[Opening SOURCE INFORMATION section]

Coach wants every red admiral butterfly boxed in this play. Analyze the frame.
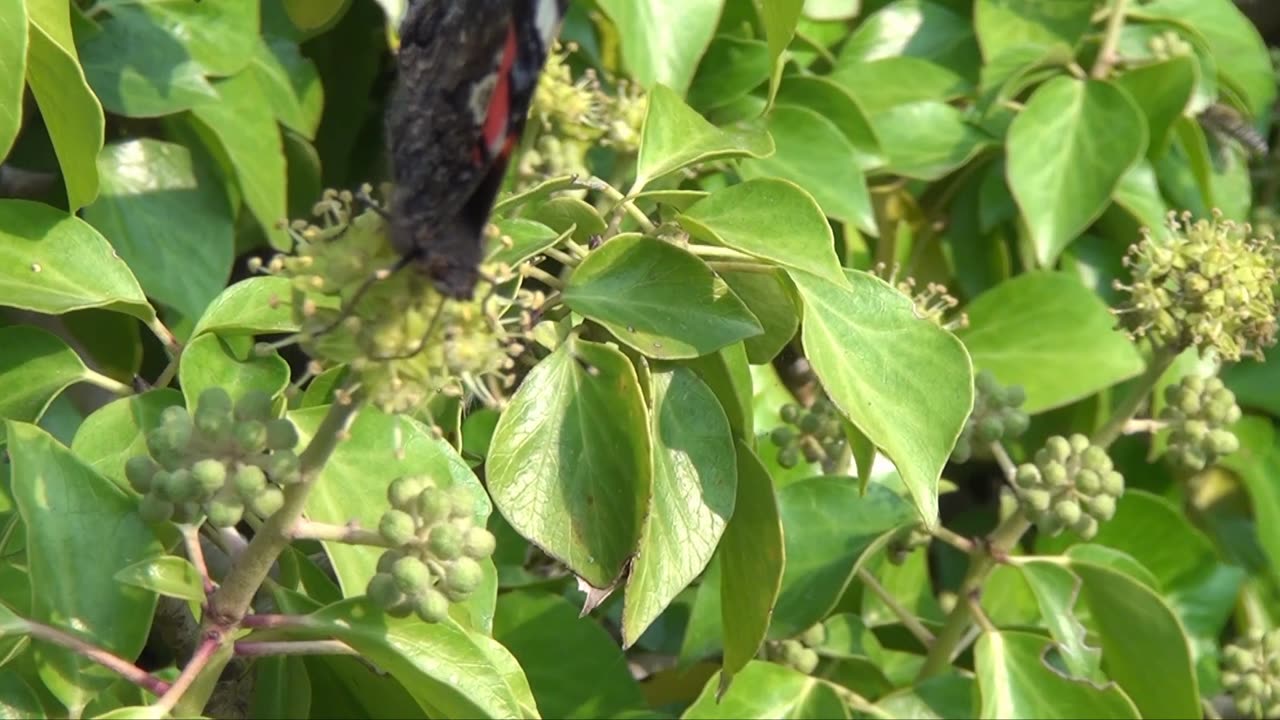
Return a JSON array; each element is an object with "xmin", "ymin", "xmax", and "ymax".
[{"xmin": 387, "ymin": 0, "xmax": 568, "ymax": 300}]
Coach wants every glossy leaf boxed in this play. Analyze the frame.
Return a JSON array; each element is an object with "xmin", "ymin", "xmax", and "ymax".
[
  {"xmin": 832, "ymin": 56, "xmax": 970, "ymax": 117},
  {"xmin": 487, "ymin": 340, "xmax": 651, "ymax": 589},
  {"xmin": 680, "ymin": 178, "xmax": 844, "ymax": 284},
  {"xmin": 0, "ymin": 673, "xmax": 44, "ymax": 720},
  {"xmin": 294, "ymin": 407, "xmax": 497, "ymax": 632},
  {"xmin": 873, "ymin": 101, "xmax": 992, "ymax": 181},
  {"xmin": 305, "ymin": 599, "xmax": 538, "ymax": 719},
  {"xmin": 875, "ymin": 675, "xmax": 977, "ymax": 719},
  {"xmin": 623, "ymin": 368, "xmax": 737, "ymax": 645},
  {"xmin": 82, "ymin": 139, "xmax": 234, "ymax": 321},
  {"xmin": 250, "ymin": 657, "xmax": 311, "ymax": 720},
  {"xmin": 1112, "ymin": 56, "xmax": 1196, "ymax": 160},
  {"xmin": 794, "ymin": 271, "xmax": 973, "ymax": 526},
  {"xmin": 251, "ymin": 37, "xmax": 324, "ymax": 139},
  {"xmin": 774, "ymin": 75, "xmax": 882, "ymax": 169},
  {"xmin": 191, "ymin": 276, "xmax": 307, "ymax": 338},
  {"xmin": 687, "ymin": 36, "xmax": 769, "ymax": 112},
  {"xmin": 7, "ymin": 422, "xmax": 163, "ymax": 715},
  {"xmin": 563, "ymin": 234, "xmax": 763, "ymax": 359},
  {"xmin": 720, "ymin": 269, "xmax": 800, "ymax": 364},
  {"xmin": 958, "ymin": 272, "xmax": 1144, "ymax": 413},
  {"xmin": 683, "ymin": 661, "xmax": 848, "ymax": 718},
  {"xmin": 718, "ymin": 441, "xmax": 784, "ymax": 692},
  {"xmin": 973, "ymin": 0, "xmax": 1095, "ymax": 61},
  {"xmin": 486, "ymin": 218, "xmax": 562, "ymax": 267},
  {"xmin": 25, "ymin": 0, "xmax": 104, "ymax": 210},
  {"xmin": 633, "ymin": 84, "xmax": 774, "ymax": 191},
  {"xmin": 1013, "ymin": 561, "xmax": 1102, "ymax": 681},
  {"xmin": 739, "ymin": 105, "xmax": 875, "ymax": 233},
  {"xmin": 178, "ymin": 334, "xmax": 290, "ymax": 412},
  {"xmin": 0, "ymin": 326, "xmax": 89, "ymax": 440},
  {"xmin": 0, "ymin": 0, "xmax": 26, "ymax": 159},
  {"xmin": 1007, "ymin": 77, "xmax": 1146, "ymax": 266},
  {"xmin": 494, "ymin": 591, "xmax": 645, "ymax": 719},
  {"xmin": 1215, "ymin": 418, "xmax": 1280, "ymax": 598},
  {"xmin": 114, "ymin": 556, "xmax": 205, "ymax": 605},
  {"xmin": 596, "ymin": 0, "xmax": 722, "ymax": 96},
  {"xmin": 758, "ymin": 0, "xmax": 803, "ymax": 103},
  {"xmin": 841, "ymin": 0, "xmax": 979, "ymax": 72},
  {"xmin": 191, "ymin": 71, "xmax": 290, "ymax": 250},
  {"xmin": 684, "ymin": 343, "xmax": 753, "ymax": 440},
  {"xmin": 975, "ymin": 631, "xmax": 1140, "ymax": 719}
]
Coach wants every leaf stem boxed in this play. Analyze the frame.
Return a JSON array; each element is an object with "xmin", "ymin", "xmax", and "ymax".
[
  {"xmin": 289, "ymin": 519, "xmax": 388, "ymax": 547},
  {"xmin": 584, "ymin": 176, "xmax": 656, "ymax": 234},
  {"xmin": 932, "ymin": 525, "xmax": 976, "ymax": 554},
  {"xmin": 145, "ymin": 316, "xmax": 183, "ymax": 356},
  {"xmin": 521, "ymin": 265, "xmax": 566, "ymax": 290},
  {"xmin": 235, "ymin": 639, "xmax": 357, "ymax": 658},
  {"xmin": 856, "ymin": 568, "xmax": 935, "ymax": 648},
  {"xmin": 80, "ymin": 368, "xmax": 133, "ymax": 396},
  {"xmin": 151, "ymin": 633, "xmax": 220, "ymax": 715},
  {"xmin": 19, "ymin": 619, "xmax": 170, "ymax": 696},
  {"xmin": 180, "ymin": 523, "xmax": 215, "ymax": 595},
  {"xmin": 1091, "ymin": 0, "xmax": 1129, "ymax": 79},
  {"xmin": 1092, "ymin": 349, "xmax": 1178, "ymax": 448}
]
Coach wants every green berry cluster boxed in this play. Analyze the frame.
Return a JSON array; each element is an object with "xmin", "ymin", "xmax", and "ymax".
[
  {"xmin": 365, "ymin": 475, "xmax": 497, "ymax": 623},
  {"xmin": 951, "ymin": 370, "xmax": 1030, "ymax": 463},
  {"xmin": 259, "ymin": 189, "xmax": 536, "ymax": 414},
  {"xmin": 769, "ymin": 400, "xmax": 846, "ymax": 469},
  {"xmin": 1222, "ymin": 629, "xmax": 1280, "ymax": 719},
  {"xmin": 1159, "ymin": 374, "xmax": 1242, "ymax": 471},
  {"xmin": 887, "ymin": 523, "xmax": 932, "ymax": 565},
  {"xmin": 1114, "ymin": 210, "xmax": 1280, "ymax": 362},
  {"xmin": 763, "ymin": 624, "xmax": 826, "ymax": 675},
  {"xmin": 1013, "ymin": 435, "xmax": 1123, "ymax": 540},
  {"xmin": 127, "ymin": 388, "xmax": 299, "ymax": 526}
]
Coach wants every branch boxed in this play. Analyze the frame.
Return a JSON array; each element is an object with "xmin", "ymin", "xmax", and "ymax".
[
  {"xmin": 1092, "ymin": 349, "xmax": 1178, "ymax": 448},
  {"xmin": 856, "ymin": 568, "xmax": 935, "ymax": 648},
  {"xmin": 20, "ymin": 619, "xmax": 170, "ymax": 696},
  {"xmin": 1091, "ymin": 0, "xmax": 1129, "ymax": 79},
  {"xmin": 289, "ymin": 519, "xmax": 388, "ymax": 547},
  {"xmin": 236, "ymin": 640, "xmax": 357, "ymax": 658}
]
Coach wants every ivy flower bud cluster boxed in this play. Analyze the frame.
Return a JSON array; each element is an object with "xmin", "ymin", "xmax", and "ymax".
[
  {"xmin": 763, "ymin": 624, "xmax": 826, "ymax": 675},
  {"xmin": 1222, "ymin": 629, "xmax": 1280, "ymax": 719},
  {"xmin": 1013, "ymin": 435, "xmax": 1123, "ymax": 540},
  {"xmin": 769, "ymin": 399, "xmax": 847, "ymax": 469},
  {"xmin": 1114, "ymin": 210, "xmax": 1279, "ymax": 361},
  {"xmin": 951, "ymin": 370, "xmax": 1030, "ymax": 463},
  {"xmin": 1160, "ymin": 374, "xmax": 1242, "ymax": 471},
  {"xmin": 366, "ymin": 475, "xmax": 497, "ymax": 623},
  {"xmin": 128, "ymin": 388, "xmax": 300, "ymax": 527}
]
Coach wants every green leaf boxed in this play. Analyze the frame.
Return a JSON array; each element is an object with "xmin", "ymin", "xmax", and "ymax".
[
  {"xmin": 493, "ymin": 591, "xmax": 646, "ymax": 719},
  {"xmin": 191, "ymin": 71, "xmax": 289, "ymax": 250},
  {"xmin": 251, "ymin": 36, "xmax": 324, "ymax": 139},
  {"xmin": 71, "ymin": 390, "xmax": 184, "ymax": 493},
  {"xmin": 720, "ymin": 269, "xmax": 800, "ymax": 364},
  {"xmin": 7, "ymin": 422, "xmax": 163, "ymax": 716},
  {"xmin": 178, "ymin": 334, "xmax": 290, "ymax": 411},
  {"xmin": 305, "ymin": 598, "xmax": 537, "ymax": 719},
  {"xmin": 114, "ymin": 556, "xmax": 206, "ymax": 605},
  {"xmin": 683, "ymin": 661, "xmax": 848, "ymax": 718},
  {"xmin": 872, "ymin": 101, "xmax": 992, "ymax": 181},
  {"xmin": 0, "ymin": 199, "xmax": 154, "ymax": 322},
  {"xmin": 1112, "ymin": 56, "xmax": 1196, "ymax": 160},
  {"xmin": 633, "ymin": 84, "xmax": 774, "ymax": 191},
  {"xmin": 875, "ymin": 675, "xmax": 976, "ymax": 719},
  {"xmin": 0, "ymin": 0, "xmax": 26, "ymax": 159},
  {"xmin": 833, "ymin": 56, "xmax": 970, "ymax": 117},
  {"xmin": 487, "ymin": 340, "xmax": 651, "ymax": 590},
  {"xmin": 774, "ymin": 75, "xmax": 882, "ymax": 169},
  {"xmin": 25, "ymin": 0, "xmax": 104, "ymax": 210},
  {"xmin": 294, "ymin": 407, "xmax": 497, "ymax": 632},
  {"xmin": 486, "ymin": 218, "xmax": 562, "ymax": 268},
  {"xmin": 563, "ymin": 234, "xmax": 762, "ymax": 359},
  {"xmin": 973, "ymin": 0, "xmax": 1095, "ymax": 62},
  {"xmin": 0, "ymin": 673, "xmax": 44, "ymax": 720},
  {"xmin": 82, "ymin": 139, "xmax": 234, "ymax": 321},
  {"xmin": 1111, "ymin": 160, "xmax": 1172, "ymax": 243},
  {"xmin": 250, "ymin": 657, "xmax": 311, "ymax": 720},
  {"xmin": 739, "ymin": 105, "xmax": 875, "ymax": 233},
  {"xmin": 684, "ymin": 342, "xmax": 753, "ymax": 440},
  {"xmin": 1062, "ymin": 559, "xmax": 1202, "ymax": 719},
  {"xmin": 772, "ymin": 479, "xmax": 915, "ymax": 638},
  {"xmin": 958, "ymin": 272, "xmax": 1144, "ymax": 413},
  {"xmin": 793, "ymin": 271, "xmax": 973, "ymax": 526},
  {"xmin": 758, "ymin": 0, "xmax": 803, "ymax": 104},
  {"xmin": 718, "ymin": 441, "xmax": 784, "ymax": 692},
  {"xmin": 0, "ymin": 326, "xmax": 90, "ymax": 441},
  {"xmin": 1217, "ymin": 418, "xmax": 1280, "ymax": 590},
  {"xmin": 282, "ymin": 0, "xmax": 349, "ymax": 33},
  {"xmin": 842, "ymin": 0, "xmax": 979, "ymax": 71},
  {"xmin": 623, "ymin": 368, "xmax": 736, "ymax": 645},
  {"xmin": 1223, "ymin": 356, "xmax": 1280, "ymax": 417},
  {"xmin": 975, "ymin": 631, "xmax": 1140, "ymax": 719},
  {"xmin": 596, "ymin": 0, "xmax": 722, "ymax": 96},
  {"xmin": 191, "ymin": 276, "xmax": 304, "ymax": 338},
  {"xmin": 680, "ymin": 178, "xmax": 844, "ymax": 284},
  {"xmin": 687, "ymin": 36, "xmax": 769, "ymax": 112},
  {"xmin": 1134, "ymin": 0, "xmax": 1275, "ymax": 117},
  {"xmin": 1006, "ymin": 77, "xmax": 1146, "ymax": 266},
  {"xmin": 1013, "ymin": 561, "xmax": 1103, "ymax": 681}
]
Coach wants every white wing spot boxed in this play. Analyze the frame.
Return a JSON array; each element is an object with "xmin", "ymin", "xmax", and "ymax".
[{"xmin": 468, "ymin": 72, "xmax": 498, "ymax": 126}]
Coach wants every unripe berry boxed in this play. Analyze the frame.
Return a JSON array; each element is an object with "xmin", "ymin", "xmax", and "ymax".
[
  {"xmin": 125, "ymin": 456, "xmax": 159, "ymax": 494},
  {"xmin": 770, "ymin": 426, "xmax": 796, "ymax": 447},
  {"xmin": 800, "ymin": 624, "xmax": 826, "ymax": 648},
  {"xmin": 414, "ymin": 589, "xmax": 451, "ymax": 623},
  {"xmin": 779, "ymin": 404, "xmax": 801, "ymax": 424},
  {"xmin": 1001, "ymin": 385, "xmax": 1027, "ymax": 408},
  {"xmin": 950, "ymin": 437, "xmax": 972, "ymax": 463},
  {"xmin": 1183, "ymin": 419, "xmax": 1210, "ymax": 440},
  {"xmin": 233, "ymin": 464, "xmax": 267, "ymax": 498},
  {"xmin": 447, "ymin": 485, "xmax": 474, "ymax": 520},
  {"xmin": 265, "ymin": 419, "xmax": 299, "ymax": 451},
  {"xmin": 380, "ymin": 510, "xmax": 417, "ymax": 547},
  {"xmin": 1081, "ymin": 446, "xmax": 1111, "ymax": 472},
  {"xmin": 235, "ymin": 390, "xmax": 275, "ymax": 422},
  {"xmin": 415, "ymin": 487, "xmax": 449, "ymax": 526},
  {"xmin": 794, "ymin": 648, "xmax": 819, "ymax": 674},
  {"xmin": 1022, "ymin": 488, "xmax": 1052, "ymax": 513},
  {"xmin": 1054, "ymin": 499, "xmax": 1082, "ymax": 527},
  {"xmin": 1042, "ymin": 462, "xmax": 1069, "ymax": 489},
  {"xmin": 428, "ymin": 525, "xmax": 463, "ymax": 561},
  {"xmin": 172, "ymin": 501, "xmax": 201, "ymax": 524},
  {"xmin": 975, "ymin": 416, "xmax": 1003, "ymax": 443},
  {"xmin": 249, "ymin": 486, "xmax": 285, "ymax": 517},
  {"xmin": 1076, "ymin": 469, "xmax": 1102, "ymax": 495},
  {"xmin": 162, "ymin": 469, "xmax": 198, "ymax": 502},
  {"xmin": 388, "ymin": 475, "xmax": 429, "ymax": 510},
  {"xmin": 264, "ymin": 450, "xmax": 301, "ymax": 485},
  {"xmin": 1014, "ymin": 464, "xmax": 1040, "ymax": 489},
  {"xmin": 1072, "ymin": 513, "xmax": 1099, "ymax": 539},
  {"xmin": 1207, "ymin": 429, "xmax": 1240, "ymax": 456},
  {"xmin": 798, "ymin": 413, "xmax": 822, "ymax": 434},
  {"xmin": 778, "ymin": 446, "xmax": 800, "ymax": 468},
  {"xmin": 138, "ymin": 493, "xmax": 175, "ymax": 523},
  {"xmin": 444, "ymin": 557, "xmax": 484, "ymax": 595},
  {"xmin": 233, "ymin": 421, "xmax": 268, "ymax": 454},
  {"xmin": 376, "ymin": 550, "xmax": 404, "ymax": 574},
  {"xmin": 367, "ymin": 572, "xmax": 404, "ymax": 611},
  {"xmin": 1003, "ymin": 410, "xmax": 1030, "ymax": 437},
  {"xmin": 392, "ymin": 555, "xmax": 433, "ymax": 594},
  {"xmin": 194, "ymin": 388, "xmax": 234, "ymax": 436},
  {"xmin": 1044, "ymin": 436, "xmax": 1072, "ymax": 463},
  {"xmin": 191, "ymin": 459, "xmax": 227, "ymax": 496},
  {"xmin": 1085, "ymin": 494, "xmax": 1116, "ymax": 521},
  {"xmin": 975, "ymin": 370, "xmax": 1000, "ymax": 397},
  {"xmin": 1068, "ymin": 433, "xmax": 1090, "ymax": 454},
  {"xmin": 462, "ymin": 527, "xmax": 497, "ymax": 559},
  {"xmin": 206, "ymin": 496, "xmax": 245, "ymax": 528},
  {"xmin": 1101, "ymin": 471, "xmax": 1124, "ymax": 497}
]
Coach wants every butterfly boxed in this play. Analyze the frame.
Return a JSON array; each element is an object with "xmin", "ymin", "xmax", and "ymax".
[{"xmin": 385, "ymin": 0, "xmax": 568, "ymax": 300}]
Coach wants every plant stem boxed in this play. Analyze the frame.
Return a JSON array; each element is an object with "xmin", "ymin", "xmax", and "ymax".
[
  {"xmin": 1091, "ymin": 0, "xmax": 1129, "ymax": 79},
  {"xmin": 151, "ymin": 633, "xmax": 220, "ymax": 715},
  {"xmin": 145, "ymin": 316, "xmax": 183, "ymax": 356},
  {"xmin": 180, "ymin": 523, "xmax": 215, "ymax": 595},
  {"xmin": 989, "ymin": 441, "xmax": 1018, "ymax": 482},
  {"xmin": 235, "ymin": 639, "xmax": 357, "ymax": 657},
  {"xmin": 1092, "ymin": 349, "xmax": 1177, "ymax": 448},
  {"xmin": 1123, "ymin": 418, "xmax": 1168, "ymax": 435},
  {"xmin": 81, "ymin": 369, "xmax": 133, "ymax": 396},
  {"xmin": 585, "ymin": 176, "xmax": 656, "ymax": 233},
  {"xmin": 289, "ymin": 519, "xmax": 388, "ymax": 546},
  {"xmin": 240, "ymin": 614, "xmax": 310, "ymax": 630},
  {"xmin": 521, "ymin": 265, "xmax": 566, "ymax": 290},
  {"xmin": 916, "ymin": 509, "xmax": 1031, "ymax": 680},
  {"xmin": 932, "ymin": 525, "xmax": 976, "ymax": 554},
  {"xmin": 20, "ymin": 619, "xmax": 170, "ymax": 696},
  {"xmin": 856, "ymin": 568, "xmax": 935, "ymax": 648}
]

[Closing SOURCE INFORMATION section]

# EXERCISE DETAILS
Please say how many lines of the records contain the word "cluster", giving the number by itself.

# EXERCISE ANSWER
2